§ To do
Look over the material for the string "face". Copy every line where it turns up.

######

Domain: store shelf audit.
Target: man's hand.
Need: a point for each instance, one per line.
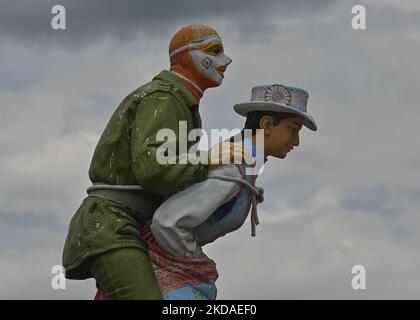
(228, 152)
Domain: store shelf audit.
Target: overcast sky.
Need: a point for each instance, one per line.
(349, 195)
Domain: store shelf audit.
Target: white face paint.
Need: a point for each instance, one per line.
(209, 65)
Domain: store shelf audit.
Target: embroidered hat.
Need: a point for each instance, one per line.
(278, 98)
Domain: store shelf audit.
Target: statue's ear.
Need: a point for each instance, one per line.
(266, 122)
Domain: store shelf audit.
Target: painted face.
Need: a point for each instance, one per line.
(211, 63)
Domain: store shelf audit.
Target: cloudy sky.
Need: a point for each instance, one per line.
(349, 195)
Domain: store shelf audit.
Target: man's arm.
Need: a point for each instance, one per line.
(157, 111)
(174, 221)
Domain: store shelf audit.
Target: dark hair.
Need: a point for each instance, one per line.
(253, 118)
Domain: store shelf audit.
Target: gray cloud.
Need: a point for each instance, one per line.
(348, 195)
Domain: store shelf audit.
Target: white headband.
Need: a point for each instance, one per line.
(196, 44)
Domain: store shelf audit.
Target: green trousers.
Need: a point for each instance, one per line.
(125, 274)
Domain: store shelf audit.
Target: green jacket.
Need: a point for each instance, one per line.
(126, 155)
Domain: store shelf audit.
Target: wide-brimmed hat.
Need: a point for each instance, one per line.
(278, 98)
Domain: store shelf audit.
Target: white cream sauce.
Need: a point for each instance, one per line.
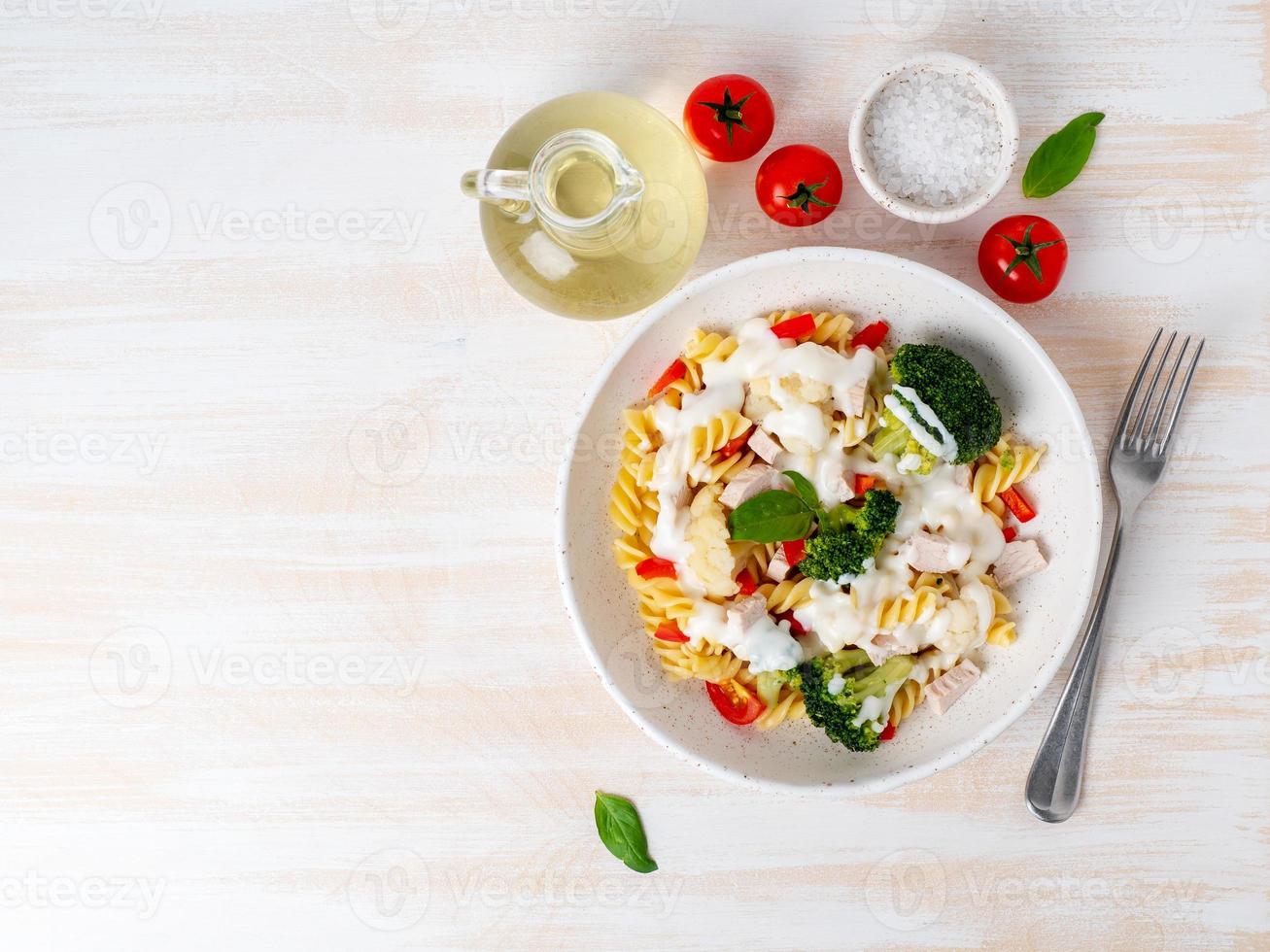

######

§ Response area
Target: white face paint.
Target: painted face.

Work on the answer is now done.